══ Text shown
If you have ever visited the Northwoods of Wisconsin, you may have noticed that we have a lot of deer. In fact, don't quote me on this, but we might have more deer than people. Fine by me! I enjoy having them as year-round neighbors (except when they eat my plants). They are fascinating, family-oriented, ruminant creatures that grace us with their beauty on a daily basis. I thought I'd share with you what I've learned recently.
The White-Tailed Deer or Odocoileus virginianus gets its name from the highly noticeable white color of the underside of it's tail. This feature helps alert other deer about dangers, especially a mother's young. These animals are capable of seeing a wide range of colors in the blue and yellow family, but none in the red. Because of this, deer cannot see the bright orange clothing typically worn by deer hunters. Their antlers are the pride trophies of many a hunters wall and interestingly enough, a symmetrical set of antlers is actually harder to come by than you might think.
As a ruminant animal, deer have four stomach chambers allowing them to eat a wide range of foods such as shoots, leaves, legumes, grasses and plants. They enjoy english ivy, hostas, fir, arborvitae and daylilies. "They also eat acorns, fruit, and corn. Their special stomachs (also) allow them to eat some things humans cannot, such as mushrooms and poison ivy. Their diets vary by season according to availability of food sources. They also eat hay, grass, white clover, and other foods they can find in a farm yard." (source)
Unfortunately, the deer have eaten most of the plants I've tried growing around the resort, so this year, I did my research! It has been said that deer do not like bleeding hearts, daffodils, foxglove, peonies or lavender. Seeing as one of my favorite plants just happens to be bleeding hearts, you may see a few extra around on your next visit!
White-tailed deer are found as far north as Canada and as far south as South America; as east as the Atlantic Ocean and as west as the Rocky Mountains. They are highly adaptable, meaning they find ways to survive in many different climates and landscapes. They tend to forage in the forests during the winter and graze in fields and grasslands most other times of the year.
════
══ Given records
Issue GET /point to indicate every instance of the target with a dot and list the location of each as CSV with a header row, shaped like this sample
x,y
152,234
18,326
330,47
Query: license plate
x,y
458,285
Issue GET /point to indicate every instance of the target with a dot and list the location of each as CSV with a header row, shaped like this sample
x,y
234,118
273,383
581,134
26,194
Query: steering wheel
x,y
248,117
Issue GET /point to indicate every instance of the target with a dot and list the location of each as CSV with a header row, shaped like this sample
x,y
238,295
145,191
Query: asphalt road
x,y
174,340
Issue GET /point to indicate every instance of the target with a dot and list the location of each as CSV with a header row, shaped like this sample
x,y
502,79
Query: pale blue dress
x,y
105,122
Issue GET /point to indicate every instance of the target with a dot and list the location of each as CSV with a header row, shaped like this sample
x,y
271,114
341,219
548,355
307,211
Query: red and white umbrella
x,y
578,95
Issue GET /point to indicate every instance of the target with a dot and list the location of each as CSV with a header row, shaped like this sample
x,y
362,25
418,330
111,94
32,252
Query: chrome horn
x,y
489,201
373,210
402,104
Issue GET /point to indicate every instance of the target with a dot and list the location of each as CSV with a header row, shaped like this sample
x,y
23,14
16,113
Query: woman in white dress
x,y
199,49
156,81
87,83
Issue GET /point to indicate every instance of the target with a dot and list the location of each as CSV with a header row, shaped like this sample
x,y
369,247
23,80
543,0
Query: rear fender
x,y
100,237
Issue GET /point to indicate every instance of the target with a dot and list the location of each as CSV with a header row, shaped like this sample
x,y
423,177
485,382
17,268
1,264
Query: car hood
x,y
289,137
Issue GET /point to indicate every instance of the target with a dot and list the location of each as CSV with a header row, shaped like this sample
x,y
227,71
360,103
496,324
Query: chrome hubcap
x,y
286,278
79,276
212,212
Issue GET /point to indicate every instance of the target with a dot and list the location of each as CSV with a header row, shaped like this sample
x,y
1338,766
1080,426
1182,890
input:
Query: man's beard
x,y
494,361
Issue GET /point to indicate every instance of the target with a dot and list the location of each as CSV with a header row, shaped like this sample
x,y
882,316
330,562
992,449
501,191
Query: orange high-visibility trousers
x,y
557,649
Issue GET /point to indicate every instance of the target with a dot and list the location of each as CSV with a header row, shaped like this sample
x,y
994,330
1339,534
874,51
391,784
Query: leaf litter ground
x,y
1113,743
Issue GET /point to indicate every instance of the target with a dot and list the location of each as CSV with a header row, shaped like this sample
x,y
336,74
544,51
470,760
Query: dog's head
════
● **Task requirements**
1 > List every plant that the text about white-tailed deer says deer do not like.
2 > For each statement, say whether it agrees with the text about white-tailed deer, and quote the words from the text that decide it: (a) Deer can see colors in the red family. (b) Deer have four stomach chambers. (c) White-tailed deer are found as far west as the Pacific Ocean.
3 > Resume the text about white-tailed deer after its final sentence.
The data above come from a different source than the text about white-tailed deer.

● **Results for the exercise**
1 > bleeding hearts, daffodils, foxglove, peonies, lavender

2 >
(a) No: "none in the red"
(b) Yes: "deer have four stomach chambers"
(c) No: "as west as the Rocky Mountains"

3 >
Breeding occurs from autumn to winter depending on the area. "Female deer, called does, give birth to one to three young at a time, usually in May or June and after a gestation period of seven months. Young deer, called fawns, wear a reddish-brown coat with white spots that helps them blend in with the forest." (source) Fawns stay with their mother through the first year with males leaving the "nest" sooner (almost a year sooner) than the young females.
"The life span of a white-tailed deer can be from 6-14 years in captivity. In the wild, the majority of deer don’t make it to that age because of disease, hunting and automobile collisions. The average life span for wild white-tailed deer is 4.5 years. (Lopez et al 2003)." (source)
As is common in the animal kingdom, males tend to be larger than females weighing in around 100-275lbs and 88-198lbs respectively. Fawns are roughly 44-70lbs within about 6 months. Adult size varies greatly based on the distance from the Equator. In colder climates, deer tend to be heftier whereas in warmer climates, they tend to be more lean. I guess that's why the hunters come to Wisconsin - more meat!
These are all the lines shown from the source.